> _SHORT EXERCISE_
Every record must be written out once more, with nothing added or omitted.
── DATA FOR THIS TASK
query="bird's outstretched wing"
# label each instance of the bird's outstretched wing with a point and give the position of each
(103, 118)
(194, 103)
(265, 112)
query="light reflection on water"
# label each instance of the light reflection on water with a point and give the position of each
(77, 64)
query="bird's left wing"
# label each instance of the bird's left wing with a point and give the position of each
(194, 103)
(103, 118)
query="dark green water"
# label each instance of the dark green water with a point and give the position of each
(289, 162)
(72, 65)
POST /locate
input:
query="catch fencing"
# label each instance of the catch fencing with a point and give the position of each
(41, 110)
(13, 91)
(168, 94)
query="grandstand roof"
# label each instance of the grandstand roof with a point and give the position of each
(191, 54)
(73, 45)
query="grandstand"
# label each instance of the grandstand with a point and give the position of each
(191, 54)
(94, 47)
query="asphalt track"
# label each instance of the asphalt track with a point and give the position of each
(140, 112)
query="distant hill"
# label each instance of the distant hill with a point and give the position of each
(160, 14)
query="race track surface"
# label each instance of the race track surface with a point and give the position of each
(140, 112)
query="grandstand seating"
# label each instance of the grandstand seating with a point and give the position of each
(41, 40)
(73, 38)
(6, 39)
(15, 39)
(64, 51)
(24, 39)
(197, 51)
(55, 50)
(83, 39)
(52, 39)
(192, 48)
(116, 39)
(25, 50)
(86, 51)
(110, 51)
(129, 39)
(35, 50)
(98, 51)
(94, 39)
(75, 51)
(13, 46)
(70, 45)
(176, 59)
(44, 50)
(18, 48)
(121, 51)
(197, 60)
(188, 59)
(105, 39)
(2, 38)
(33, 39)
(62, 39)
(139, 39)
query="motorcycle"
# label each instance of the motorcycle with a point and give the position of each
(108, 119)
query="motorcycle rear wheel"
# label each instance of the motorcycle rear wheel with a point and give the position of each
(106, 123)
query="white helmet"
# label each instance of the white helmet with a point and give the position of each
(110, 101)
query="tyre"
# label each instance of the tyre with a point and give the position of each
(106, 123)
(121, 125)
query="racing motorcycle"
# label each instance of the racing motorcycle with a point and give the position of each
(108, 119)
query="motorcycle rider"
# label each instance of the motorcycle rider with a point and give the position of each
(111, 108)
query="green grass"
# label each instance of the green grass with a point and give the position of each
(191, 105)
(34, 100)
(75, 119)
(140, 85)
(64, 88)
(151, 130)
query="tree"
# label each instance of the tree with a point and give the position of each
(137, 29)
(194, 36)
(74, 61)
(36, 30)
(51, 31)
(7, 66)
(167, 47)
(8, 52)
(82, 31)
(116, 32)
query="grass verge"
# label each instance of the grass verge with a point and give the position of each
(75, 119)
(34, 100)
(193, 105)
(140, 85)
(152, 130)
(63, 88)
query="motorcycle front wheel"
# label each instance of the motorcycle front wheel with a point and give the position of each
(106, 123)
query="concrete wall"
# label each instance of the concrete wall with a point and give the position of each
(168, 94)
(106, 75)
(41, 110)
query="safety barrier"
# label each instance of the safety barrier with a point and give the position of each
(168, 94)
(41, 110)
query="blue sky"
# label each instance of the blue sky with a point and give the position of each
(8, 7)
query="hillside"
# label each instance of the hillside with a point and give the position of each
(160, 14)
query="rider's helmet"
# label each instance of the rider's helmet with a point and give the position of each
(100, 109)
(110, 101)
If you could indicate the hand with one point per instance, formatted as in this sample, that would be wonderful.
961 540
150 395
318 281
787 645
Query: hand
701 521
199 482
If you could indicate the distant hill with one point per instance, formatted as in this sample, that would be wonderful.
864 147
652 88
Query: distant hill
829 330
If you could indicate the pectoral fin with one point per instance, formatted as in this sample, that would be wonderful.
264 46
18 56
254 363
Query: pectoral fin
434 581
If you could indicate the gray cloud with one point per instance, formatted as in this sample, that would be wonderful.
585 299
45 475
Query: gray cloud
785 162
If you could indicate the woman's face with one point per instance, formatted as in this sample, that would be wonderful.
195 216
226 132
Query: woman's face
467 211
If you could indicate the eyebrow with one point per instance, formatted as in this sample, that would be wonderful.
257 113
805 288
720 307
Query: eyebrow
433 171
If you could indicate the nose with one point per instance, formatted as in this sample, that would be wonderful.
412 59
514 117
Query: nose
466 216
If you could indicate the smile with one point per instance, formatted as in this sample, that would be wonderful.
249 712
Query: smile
────
> _TASK RESULT_
query="bird's outstretched wing"
# label each instance of the bird's outstretched wing with a point and give the position of each
(103, 118)
(194, 103)
(265, 112)
query="light reflection on water"
# label each instance of the light reflection on water with a point and give the position of each
(77, 64)
query="bird's left wing"
# label each instance of the bird's left wing with a point and give the position of each
(194, 103)
(103, 118)
query="dark green water"
# label each instance of the dark green water with a point and give the position of each
(289, 162)
(72, 65)
POST /locate
input:
query="catch fencing"
# label each instance of the catch fencing with a point and give the position of each
(41, 110)
(13, 91)
(168, 94)
query="grandstand roof"
# label each instance of the grandstand roof with a point and give the position of each
(191, 54)
(73, 45)
query="grandstand"
# label each instance of the grandstand with a point and give the position of each
(191, 54)
(94, 47)
query="asphalt track"
# label each instance of the asphalt track with a point and give the position of each
(140, 112)
query="distant hill"
# label each instance of the distant hill with a point and give the position of each
(160, 14)
query="race track surface"
# label each instance of the race track surface with a point and give the position of each
(140, 112)
query="grandstand seating"
# label each instance of the grandstand seating with a point and give the position of each
(41, 40)
(73, 38)
(6, 39)
(15, 39)
(64, 51)
(24, 39)
(197, 51)
(55, 50)
(83, 39)
(52, 39)
(192, 48)
(116, 39)
(25, 50)
(86, 51)
(110, 51)
(129, 39)
(35, 50)
(98, 51)
(94, 39)
(75, 51)
(13, 46)
(70, 45)
(176, 59)
(44, 50)
(18, 48)
(121, 51)
(197, 60)
(188, 59)
(105, 39)
(2, 38)
(33, 39)
(62, 39)
(139, 39)
query="motorcycle"
# label each instance of the motorcycle with a point and give the position of each
(108, 119)
query="motorcycle rear wheel"
# label each instance of the motorcycle rear wheel with a point and give the position of each
(106, 123)
query="white helmet"
# label each instance of the white helmet with a point and give the position of each
(110, 101)
query="tyre"
# label each instance of the tyre with a point and give the position of each
(106, 123)
(121, 125)
query="racing motorcycle"
# label each instance of the racing motorcycle with a point and give the position of each
(108, 119)
query="motorcycle rider"
# label each instance of the motorcycle rider with a point and give the position of each
(111, 108)
query="green grass"
# label each instance of the green grass with a point and give the position of each
(191, 105)
(34, 100)
(75, 119)
(140, 85)
(64, 88)
(151, 130)
query="tree"
# label each instance of the tree with a point and give the position of each
(137, 29)
(194, 36)
(74, 61)
(36, 30)
(51, 31)
(7, 66)
(167, 47)
(8, 52)
(82, 31)
(116, 32)
query="grass verge"
# label each instance of the grass verge with a point and give the position of each
(75, 119)
(34, 100)
(193, 105)
(140, 85)
(152, 130)
(63, 88)
query="motorcycle front wheel"
# label each instance of the motorcycle front wheel with a point and give the position of each
(106, 123)
query="concrete wall"
# label each instance of the concrete wall with a point and give the position of each
(168, 94)
(106, 75)
(41, 110)
query="safety barrier"
# label each instance of the safety barrier with a point and give the position of each
(168, 94)
(41, 110)
query="blue sky"
# label each instance of the blue sky with a point and give the position of each
(8, 7)
query="hillside"
# label each instance of the hillside with a point and give the position of each
(160, 14)
query="rider's helmet"
# label each instance of the rider's helmet with a point and give the position of each
(100, 109)
(110, 101)
If you could indicate the hand with one point per instance, formatted as in this sample, that would be wonderful.
961 540
150 395
318 281
787 645
Query: hand
701 521
199 482
If you could indicate the distant hill with one point per instance, formatted as in this sample, that would be wonderful.
864 147
652 88
Query: distant hill
829 330
If you could indicate the pectoral fin with one point per instance, formatted as in this sample, that would be wonderful.
264 46
18 56
254 363
Query: pectoral fin
434 581
If you could indicate the gray cloud with one point per instance, formatted as in this sample, that would be wonderful.
585 299
45 475
Query: gray cloud
785 162
If you could indicate the woman's face with one point per instance, formatted as in this sample, that would be wonderful.
195 216
226 132
Query: woman's face
467 211
If you could indicate the eyebrow with one point per instance, formatted as in this sample, that would be wonderful.
257 113
805 288
720 307
Query: eyebrow
433 171
If you could indicate the nose with one point per instance, formatted as in this sample, that would be wonderful.
412 59
514 117
Query: nose
466 216
If you could indicate the smile with one point per instance, formatted as in this sample, that would be wonderful.
249 712
Query: smile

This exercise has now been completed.